Passage provided
-*-
Splunk Search

How to perform calculations based on rex extracted fields?

athorat
Communicator
index=aap_prod sourcetype="HDP:PROD:OOZIE"  | rex "TOKEN\[\] APP\[(?<JobName>[^\]]*)"   | rex "ACTION\[[^\@]*(?<Action>[^\d\]]*)" 

Extracting two fields JobName and Action.
The field called Action has values 1>@:start: 2> @end and 3> @Incremental

I have to calculate total number of JobNames which have values start and end which will be considered as successful jobs, and the count of JobNames which have different Start and End.

0 Karma
1 Solution

dcarmack_splunk
Splunk Employee
Splunk Employee

try this:

index=aap_prod sourcetype="HDP:PROD:OOZIE"  
| rex "APP\[(?<Job_name>[^\]]+)\]\s*JOB\[(?<job_id>[^\]]+)\]\s*ACTION\[[^:]+:(?<action>[^:]+)" 
| fields action job_id 
| stats values(action) AS action by job_id 
| where mvfilter(match(action,"start") AND match(action,"end"))

View solution in original post

0 Karma

dcarmack_splunk
Splunk Employee
Splunk Employee

try this:

index=aap_prod sourcetype="HDP:PROD:OOZIE"  
| rex "APP\[(?<Job_name>[^\]]+)\]\s*JOB\[(?<job_id>[^\]]+)\]\s*ACTION\[[^:]+:(?<action>[^:]+)" 
| fields action job_id 
| stats values(action) AS action by job_id 
| where mvfilter(match(action,"start") AND match(action,"end"))
0 Karma

athorat
Communicator

I modified the Field Names but that works (Y).

Thank You so much.

index=aap_prod sourcetype="HDP:PROD:OOZIE"  ("@:start:" OR "@end") | rex "TOKEN\[\] APP\[(?<JobName>[^\]]*)"   | rex "ACTION\[[^\@]*(?<Action>[^\d\]]*)" 
 | fields Action JobName
| stats values(Action) AS Action by JobName
 | where isnotnull(mvfind(Action,"@:start:")) AND isnotnull(mvfind(Action,"@end"))
0 Karma

athorat
Communicator

@dcarmack one followup question
When I do a stats count of @:start: and @end I get a count of 360+ for both of them

index=aap_prod sourcetype="HDP:PROD:OOZIE" | rex "TOKEN\[\] APP\[(?<JobName>[^\]]*)"  | rex "ACTION\[[^\@]*(?<Action>[^\d\]]*)" | search  Action="@:start:"| stats count(Action)

but when I use the query which you suggested it returns around 118.

also when I try to use stats values(JobName) and group by Action it does not return anything...
-*-
Collected material
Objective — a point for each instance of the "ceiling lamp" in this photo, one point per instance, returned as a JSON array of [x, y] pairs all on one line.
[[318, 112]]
-*-
The tasks
A. Summarize the Splunk thread in two sentences.
B. For the Splunk thread, state whether each statement agrees with it, answering yes or no and quoting the deciding words: (i) The Action field is described as having three values. (ii) The search that dcarmack_splunk suggests groups its stats by JobName. (iii) athorat's stats count of @:start: came to around 118.
C. Carry on the Splunk thread from its final line.

Per-task answers
A. athorat extracts JobName and Action fields with rex and asks how to count the JobNames that have both start and end values, which would count as successful jobs. dcarmack_splunk suggests a search that collects action values by job_id and keeps those matching both "start" and "end"; athorat reports that a version with modified field names works, then asks why a stats count of @:start: gives 360+ while the suggested query returns around 118, and notes that grouping values(JobName) by Action returns nothing.

B.
(i) Yes: "The field called Action has values 1>@:start: 2> @end and 3> @Incremental"
(ii) No: "| stats values(action) AS action by job_id"
(iii) No: "When I do a stats count of @:start: and @end I get a count of 360+ for both of them"

C.
0 Karma

dcarmack_splunk
Splunk Employee
Splunk Employee

The search I provided you is giving a count of job_id's where the action of both start and end exists. A stats count is simply going to give you a count of events where either exist.

... | stats values(JobName) AS JobName by Action

^^ that doesn't return anything?

0 Karma

athorat
Communicator

@dcarmack thanks for the reply

I get an error : Error in 'where' command: The expression is invalid. The result of a 'where' expression must be boolean.

0 Karma

dcarmack_splunk
Splunk Employee
Splunk Employee

oops! sorry! replace the where with this

| where isnotnull(mvfind(action,"start")) AND isnotnull(mvfind(action,"end")) 

jkat54
SplunkTrust
SplunkTrust

"I have to calculate total number of job names which has values start and end , which will be considered as successful jobs
and the count of jobnames which has difference of Start and End"

If you break each of these events into separate events correctly:

Event 1: 2015-12-17 23:25:17,487 INFO ActionStartXCommand:543 - SERVER[p01bdl841.aap.csaa.com] USER[hdfs] GROUP[-] TOKEN[] APP[WF_danlaw_journey_hive] JOB[0015832-150810162217214-oozie-oozi-W] ACTION[0015832-150810162217214-oozie-oozi-W@:start:] [***0015832-150810162217214-oozie-oozi-W@:start:***]Action updated in DB!

Event 2: 2015-12-18 23:25:17,487 INFO ActionStartXCommand:543 - SERVER[p01bdl841.aap.csaa.com] USER[hdfs] GROUP[-] TOKEN[] APP[WF_danlaw_journey_hive] JOB[0015832-150810162217214-oozie-oozi-W] ACTION[0015832-150810162217214-oozie-oozi-W@:start:] [***0015832-150810162217214-oozie-oozi-W@:start:***]Action updated in DB!

Then it makes sense that each event is 1 job name. So all you need to do is search the events looking for start & stop.

 index=aap_prod sourcetype="HDP:PROD:OOZIE" start stop | rex field=_raw "(?<app>(?<=APP\[).*(?=\] JOB))" | rex field=_raw "(?<job>(?<=JOB\[).*(?=\] ACTION))" | stats c by app job

and

 index=aap_prod sourcetype="HDP:PROD:OOZIE" start NOT stop | rex field=_raw "(?<app>(?<=APP\[).*(?=\] JOB))" | rex field=_raw "(?<job>(?<=JOB\[).*(?=\] ACTION))" | stats c by app job
0 Karma

athorat
Communicator

I think I was not clear in explaining the requirement.

This is my regex

index=aap_prod sourcetype="HDP:PROD:OOZIE" ("@:start:" OR "@end") | rex "TOKEN\[\] APP\[(?[^\]]*)"   | rex "ACTION\[[^\@]*(?[^\d\]]*)" | stats count(JobName) by Action

And I want to calculate the JobNames which has Action-Start AND Action=END

0 Karma

sundareshr
Legend

The regex you have posted here doesn't appear to be correct. Are you getting the right extraction? Or are your needing help with that as well? If you need help with the regex, you should include some sample data so someone can help with valid regex. Also, what do you mean by difference of start and end? Do mean number of events that have an Action=Start by do not have Action=End?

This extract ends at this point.